In 1988, I presented my project with the bombastic title XX Century at Obala gallery in Sarajevo, where I plastered a whole wall with screen-prints containing redesigned symbols of brand labels. That was the beginning of reflecting on the images of the media which define us so unequivocally with their violent subject matter.

PV:
We both began to feel in a certain moment that the gallery space wasn’t enough, Zora found her expression in artist’s books, whereas I produced some projects in the urban environment: on the advertising column, with billboards … The figures Star and Odeon were moving into various locations at the same time, travelling in space and time, transforming into all manners of possible forms: they appeared on a column, on postcards, in galleries in different cities, even on a box of chocolates, on sugar packets, everywhere was full of them.
The story of Star and Odeon then culminated in 1995, since they’d appeared everywhere that I’d been invited, and when I got bored of them, or their time was up, they simply vanished. What I really liked about my projects in public spaces was the fact that they were transient. I couldn’t imagine that I’d have to look at my stuff for over ten years or more.
My projects from the nineties address the general public. They invite and sweet-talk the public. They demand the least effort possible. My Mum’s Pie was in first line intended for those that stroll or drive along Slovenska cesta past Mala galerija. Anyway, the best view was from the bus. Those that stepped inside were awarded with my mum’s strudel. I always thought it was right for the visitor to feel good, that's why I place a comfy sofa in the gallery (Nose to Nose at DSLU), I offer him a strudel (My Mum’s Pie), I even invite him to draw something himself (Everyday). I felt uneasy in museums where the guards’ strict watchful gazes accompanied me along and I just wanted to do this differently.

In 2000 you had solo shows at Galerija Equrna. In both of the exhibitions it was possible to note a change in your visual expression, which took form with the use of computer technology. Petra focused on producing portraits, she made a series of portraits, whereas Zora published a magazine entitled Magazine after her successful book Album.

● ● ● ● ●

**Written instruction A:**
Answer the following questions using the interview.
(i) In what year was the project XX Century presented, and at which gallery?
(ii) In what year did the story of Star and Odeon culminate?
(iii) What did Zora publish after her book Album?
**Written instruction B:**
For each statement, say whether it agrees with the interview.
(i) The speaker liked that the projects in public spaces were transient.
(ii) The best view of My Mum's Pie was from a car.
(iii) A comfy sofa was placed in the gallery for Everyday.

● ● ● ● ●

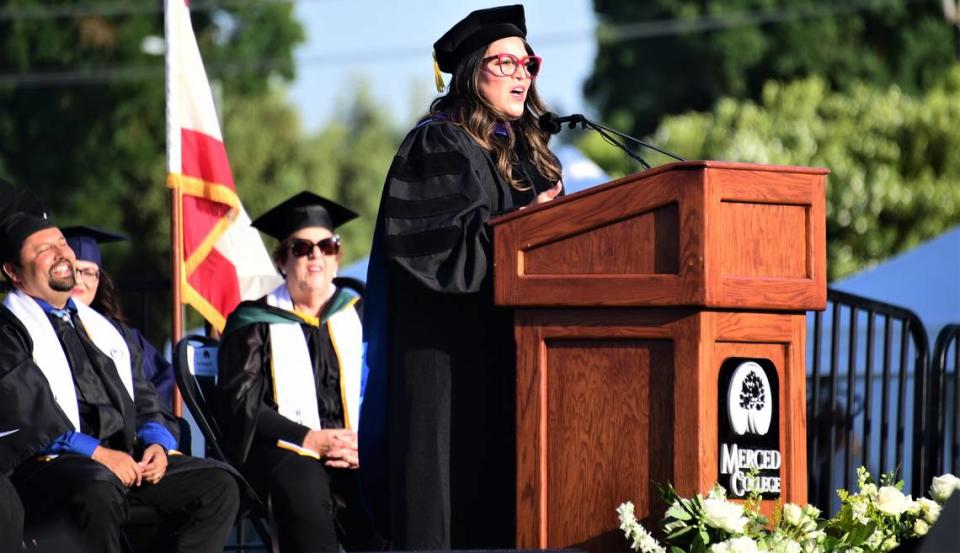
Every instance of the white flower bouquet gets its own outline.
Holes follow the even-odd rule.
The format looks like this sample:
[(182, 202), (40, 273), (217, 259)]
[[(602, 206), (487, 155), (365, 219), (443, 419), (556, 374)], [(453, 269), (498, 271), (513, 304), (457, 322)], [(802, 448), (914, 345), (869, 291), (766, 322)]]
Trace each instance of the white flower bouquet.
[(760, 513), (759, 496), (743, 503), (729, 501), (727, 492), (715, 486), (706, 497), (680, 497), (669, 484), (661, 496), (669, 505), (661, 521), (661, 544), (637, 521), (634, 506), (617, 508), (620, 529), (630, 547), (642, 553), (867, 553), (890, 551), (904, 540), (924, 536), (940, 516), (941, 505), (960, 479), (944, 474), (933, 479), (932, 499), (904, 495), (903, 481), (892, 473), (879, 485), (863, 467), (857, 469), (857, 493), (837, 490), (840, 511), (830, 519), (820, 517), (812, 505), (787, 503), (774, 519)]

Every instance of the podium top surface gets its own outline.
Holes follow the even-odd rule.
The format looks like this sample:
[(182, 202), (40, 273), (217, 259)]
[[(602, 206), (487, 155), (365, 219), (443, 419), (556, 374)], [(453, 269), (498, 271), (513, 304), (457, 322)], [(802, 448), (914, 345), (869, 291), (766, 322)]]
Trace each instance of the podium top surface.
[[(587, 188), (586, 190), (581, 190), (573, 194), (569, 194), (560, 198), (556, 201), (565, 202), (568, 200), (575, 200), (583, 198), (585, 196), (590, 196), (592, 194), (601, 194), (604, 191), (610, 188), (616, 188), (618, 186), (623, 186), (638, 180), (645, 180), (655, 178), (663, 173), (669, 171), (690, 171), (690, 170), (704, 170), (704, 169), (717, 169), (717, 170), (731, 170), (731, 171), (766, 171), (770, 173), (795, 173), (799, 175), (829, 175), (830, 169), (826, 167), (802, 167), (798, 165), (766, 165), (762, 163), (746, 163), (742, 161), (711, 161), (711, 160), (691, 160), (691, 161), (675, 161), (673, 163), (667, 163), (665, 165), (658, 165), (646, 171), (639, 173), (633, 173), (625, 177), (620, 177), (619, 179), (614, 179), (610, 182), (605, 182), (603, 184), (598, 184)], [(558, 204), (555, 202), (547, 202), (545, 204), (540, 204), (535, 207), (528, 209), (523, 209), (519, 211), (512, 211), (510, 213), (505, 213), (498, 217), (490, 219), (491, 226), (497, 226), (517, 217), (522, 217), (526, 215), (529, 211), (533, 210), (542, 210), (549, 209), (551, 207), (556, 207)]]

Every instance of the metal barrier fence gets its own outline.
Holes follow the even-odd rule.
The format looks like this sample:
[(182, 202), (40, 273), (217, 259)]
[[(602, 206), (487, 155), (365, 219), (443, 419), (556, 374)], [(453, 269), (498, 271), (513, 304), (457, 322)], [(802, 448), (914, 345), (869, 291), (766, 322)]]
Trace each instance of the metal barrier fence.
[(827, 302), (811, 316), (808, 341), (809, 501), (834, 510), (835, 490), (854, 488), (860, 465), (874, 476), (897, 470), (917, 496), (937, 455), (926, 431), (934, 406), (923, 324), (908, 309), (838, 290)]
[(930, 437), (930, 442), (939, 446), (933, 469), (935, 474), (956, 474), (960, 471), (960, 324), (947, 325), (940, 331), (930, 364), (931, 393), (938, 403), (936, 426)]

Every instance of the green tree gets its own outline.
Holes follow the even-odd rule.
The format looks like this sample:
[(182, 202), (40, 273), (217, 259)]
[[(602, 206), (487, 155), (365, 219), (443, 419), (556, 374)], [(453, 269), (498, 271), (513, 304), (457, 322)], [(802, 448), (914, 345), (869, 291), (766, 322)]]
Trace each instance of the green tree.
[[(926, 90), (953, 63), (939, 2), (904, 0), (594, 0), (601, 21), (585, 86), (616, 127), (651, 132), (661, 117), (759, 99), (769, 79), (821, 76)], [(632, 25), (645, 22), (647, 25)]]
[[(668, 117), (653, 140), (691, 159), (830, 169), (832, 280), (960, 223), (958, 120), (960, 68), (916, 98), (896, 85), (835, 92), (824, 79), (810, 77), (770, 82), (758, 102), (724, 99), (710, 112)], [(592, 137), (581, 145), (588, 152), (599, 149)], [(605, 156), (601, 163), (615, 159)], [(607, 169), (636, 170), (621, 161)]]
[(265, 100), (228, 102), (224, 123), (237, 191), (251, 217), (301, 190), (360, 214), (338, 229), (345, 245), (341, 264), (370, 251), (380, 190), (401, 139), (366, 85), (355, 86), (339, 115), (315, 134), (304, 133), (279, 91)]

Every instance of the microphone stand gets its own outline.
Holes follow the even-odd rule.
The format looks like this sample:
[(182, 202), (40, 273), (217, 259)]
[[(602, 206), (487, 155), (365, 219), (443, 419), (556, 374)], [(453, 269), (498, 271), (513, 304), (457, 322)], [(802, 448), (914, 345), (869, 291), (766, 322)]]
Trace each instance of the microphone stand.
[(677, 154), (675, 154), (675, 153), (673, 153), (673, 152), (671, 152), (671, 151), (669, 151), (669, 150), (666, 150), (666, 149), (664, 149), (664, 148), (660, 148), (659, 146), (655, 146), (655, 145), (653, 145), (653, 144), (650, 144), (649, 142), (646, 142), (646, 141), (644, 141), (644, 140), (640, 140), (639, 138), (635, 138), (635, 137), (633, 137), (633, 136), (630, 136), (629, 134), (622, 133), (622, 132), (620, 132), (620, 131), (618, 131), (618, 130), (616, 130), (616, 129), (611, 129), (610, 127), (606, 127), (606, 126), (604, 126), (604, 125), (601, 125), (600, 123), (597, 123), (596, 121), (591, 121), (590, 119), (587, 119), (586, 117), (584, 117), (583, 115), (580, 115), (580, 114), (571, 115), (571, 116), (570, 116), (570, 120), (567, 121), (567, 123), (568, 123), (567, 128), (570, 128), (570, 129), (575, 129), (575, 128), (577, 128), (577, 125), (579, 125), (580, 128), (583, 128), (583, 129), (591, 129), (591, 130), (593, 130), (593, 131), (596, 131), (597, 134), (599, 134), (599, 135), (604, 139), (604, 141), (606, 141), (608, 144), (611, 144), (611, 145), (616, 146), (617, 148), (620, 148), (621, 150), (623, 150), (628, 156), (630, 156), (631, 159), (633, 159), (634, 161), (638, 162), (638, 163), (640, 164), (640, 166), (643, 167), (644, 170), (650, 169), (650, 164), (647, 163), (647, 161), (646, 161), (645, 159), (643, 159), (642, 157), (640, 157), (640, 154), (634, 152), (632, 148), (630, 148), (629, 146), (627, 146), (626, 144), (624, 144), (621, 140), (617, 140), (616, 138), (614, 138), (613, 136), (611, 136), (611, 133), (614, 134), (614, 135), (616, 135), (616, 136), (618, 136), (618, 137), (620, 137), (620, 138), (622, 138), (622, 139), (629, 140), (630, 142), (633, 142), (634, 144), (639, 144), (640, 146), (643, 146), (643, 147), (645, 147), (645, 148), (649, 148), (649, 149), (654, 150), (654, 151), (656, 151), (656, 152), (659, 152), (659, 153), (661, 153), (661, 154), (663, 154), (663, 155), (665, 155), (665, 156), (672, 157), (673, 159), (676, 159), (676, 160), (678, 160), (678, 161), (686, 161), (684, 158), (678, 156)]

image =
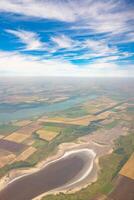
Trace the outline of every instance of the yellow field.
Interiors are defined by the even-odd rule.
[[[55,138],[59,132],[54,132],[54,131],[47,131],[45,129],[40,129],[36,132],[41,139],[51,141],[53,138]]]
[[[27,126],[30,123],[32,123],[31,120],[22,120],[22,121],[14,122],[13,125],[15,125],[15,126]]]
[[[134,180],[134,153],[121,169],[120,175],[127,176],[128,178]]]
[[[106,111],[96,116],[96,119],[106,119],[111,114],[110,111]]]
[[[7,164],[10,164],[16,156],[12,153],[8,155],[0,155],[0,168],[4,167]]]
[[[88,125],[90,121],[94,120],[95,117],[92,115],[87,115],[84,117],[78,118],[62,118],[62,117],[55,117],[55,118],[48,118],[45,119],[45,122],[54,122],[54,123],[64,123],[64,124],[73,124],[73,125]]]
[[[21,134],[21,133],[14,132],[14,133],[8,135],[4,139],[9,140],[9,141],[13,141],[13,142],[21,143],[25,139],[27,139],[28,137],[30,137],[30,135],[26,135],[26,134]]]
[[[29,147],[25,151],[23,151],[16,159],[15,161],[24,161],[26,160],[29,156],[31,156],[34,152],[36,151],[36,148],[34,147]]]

● ● ● ● ●

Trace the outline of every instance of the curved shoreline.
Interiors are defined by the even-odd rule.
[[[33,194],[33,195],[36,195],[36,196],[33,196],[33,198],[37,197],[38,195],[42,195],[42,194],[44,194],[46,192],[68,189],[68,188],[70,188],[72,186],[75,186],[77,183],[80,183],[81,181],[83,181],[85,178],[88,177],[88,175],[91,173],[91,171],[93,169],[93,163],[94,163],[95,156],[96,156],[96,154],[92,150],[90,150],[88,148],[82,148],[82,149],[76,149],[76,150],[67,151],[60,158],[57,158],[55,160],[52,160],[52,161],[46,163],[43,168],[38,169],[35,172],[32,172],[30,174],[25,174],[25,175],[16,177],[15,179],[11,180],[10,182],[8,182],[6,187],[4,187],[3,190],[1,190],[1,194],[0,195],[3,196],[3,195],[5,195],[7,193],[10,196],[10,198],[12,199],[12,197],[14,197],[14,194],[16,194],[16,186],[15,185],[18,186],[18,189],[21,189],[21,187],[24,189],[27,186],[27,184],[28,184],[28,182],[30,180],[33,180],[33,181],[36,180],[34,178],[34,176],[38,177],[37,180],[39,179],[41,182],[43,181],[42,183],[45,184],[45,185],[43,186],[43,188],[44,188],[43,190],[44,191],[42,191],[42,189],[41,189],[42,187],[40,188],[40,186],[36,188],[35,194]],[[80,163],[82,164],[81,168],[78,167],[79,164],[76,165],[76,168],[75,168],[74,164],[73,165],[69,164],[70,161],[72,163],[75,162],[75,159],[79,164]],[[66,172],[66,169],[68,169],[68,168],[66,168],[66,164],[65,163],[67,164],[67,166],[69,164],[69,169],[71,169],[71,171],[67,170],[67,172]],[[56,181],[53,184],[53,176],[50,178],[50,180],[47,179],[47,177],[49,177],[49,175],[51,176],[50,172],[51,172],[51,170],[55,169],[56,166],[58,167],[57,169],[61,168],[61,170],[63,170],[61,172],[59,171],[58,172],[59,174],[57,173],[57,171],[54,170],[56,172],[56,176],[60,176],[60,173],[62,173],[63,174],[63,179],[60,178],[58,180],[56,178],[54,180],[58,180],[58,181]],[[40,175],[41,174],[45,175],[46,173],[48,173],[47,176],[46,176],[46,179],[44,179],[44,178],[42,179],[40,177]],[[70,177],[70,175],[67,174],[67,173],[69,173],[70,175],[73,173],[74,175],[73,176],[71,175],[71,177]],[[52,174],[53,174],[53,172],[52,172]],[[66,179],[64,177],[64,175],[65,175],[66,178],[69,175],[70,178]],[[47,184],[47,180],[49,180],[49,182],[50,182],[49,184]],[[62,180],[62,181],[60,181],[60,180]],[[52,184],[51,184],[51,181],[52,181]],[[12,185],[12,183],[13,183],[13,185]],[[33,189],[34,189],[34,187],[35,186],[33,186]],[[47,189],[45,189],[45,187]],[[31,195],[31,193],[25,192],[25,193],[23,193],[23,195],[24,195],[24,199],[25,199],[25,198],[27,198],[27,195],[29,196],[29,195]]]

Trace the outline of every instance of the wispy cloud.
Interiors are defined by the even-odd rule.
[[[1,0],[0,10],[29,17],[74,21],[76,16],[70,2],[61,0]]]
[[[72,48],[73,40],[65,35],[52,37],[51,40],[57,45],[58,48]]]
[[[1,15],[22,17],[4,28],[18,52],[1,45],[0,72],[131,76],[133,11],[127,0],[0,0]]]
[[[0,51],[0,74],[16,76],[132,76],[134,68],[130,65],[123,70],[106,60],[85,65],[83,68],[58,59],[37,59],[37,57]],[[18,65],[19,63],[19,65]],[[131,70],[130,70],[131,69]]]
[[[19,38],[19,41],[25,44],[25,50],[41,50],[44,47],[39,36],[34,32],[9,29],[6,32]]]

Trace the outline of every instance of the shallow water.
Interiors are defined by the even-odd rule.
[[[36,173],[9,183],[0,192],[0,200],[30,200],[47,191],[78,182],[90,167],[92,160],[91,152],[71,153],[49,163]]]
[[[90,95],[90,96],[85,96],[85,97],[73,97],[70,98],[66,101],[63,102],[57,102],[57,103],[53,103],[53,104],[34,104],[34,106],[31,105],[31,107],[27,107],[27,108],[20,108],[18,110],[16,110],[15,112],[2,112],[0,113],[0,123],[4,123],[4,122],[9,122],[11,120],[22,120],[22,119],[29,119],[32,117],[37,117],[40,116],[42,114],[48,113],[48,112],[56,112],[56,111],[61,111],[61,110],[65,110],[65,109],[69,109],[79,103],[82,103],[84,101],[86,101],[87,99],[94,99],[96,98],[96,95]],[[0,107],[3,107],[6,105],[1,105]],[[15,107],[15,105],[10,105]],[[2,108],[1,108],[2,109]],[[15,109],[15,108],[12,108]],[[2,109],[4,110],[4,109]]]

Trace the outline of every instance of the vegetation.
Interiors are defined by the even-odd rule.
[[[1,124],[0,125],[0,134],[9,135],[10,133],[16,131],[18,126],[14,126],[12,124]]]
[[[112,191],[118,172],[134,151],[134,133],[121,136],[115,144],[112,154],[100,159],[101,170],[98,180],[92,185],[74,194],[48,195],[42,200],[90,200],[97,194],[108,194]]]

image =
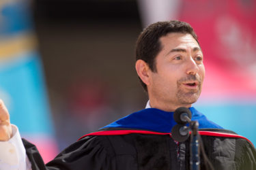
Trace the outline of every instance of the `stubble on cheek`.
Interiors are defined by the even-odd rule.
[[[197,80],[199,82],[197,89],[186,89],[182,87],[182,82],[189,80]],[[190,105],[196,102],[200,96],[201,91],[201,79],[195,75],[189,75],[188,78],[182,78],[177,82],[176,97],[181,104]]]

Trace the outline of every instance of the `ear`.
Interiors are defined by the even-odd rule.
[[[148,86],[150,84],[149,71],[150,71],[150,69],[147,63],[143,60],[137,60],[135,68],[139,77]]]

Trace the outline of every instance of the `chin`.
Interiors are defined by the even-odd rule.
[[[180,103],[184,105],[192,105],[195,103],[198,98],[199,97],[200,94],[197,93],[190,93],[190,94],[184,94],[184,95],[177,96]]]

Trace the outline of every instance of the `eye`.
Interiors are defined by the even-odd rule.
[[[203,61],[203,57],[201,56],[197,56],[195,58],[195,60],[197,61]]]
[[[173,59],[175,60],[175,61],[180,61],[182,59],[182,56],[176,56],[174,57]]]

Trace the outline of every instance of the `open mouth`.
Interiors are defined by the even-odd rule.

● ● ● ● ●

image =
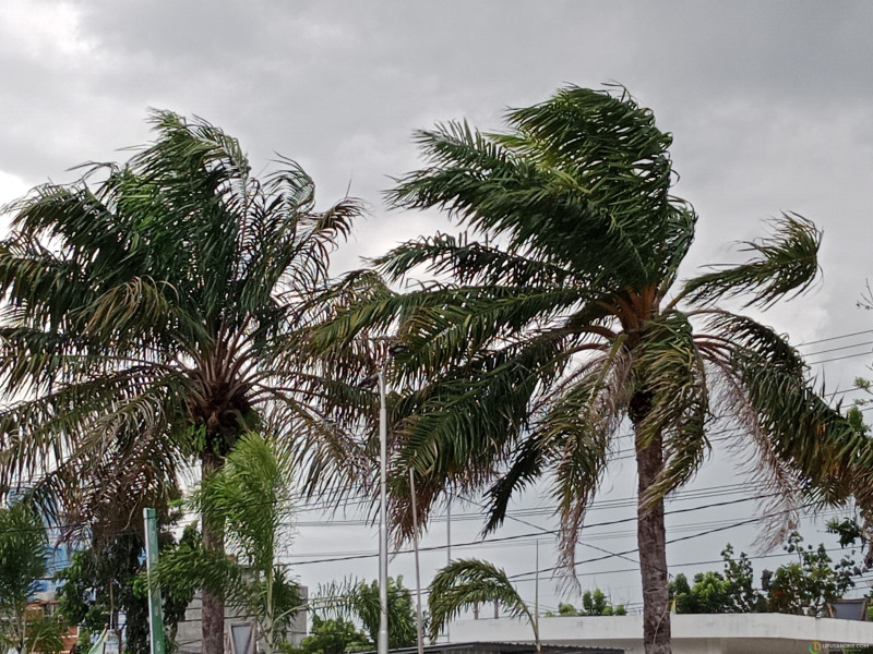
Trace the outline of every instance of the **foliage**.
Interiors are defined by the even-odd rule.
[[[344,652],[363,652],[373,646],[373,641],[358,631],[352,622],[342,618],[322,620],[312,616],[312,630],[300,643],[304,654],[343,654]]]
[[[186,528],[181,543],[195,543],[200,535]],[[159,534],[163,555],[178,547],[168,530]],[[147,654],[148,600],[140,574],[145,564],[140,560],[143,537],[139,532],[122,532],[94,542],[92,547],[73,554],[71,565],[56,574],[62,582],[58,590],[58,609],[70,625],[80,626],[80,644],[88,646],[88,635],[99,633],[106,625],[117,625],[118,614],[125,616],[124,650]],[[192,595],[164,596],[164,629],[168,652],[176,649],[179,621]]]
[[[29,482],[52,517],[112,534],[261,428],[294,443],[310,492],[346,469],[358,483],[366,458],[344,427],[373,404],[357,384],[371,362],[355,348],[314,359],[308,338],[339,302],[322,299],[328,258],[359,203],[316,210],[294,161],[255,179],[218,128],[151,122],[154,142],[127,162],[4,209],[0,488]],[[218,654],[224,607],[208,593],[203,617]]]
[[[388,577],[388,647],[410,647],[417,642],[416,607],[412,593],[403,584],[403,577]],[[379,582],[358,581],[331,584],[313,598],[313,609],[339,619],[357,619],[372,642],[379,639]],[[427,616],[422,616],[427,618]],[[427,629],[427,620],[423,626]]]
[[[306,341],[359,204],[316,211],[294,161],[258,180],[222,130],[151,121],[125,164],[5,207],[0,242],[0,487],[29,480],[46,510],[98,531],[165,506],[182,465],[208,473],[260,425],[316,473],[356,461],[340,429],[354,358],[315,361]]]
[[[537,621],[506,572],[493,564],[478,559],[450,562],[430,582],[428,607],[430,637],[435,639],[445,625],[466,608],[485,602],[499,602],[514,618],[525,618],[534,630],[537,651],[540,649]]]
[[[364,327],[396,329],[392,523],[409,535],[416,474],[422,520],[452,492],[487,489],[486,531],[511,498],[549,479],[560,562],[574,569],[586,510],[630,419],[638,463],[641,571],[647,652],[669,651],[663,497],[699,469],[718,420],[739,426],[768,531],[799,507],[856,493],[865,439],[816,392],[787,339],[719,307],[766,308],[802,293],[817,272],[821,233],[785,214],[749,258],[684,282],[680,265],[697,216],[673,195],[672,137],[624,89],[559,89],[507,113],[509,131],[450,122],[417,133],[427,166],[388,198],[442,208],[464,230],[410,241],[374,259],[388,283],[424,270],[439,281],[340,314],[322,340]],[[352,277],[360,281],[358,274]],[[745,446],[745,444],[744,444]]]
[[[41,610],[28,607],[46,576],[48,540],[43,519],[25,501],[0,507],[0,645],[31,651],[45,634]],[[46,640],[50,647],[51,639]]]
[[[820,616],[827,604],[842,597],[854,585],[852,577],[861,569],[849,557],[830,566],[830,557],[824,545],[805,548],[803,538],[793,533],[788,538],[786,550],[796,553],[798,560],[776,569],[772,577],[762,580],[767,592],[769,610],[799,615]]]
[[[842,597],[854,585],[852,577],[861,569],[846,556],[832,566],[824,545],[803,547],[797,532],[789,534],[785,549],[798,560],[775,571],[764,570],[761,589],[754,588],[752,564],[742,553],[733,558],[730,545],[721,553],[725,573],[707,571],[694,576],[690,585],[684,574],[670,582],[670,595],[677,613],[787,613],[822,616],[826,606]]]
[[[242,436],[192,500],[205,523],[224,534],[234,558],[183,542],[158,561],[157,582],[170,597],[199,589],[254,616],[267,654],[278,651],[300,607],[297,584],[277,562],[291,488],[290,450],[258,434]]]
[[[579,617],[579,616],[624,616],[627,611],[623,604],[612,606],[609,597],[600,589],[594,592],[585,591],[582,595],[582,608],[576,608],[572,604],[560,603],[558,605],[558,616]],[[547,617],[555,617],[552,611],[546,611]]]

● ● ● ● ●

**Full answer A:**
(i) It was presented in 1988 at Obala gallery in Sarajevo.
(ii) It culminated in 1995.
(iii) She published a magazine entitled Magazine.

**Full answer B:**
(i) Yes: "What I really liked about my projects in public spaces was the fact that they were transient."
(ii) No: "Anyway, the best view was from the bus."
(iii) No: "that's why I place a comfy sofa in the gallery (Nose to Nose at DSLU)"